Task directions →
Among the entries below, find the lines with "behind" and copy them.

Start of Data to examine

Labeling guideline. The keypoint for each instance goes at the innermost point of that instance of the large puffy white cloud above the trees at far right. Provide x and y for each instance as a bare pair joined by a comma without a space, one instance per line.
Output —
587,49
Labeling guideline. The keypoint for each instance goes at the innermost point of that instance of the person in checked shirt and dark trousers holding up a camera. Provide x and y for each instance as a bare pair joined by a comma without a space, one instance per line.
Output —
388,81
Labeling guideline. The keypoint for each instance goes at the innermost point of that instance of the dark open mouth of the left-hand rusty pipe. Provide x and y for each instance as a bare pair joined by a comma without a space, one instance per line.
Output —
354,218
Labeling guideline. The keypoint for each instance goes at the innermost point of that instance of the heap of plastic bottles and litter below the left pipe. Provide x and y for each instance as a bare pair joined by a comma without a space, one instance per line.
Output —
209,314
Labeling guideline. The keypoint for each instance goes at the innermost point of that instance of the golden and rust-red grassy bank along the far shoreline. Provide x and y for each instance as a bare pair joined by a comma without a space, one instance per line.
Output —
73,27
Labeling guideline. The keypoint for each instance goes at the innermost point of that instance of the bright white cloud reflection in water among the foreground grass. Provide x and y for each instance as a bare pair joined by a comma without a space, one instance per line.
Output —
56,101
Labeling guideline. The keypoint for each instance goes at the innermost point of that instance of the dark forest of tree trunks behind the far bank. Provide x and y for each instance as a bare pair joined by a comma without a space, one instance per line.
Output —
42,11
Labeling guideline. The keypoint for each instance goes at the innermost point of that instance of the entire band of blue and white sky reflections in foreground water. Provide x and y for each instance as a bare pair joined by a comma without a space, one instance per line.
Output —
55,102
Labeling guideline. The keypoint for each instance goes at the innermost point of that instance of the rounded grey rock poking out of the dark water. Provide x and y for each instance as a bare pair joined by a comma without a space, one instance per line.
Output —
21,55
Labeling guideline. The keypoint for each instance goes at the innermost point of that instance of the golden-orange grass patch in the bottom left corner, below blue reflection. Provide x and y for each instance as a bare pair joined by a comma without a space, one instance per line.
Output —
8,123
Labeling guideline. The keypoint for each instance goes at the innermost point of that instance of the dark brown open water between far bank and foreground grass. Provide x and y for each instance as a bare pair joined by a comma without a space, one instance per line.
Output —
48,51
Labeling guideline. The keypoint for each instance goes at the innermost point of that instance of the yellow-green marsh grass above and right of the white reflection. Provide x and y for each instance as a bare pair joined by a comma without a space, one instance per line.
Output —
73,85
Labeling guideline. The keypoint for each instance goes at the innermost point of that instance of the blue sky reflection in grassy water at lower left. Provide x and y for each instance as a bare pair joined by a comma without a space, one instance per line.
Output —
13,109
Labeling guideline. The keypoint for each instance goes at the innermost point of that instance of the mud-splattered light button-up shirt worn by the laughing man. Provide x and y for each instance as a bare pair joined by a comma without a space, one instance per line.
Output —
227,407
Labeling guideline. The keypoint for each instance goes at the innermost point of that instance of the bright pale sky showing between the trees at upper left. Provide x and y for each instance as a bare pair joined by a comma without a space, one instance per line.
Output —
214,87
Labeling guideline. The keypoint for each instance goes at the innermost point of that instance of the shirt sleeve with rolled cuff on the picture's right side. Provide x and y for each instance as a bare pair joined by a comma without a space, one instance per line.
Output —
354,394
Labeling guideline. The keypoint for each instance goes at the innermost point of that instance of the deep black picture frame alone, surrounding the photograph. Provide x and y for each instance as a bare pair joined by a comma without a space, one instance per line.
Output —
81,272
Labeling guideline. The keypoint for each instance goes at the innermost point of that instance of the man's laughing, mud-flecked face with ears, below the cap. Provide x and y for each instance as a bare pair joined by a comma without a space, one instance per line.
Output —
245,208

End of Data to examine
Start of Data to examine

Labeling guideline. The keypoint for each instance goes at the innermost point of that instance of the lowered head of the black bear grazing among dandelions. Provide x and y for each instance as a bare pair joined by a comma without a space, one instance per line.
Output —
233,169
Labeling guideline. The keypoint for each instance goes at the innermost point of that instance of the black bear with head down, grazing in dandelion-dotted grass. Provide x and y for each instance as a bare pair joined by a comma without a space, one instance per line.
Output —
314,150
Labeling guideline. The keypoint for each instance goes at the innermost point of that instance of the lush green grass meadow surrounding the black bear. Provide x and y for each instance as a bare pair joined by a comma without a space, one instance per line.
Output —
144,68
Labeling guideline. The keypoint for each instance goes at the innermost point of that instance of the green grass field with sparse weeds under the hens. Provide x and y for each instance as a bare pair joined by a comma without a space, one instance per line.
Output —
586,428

End of Data to examine
Start of Data to examine

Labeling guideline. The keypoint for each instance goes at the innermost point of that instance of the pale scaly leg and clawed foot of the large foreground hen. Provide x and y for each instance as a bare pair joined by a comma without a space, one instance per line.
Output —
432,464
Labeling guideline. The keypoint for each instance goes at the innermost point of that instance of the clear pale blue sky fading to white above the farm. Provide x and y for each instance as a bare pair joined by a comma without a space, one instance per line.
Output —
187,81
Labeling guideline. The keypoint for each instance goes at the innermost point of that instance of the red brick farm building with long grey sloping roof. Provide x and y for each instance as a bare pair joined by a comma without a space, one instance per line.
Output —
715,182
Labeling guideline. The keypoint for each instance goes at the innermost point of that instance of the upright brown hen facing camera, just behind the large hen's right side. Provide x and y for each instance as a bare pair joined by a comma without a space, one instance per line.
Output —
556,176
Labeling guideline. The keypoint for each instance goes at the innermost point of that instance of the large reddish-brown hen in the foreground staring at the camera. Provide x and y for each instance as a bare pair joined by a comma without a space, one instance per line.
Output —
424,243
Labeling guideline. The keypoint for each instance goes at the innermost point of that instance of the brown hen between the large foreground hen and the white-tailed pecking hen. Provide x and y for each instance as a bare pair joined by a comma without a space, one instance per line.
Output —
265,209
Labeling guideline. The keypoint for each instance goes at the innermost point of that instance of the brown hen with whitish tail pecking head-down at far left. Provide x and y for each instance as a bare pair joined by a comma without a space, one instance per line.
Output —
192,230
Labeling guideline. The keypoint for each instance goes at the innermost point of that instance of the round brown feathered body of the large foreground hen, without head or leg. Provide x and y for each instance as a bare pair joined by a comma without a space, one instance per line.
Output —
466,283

End of Data to examine

Worked solution →
Labeling guideline. The keypoint for each instance goes at the innermost point of that instance of the dark forest of tree trunks behind the far bank. Provide x and y for each instance as a bare pair joined by a comma without a space, one instance per line.
Labeling guideline. The keypoint for each instance goes at the innermost point of that instance of the upright brown hen facing camera, just behind the large hen's right side. Provide x and y for each instance as a bare pair joined by a comma without a space, one instance per line.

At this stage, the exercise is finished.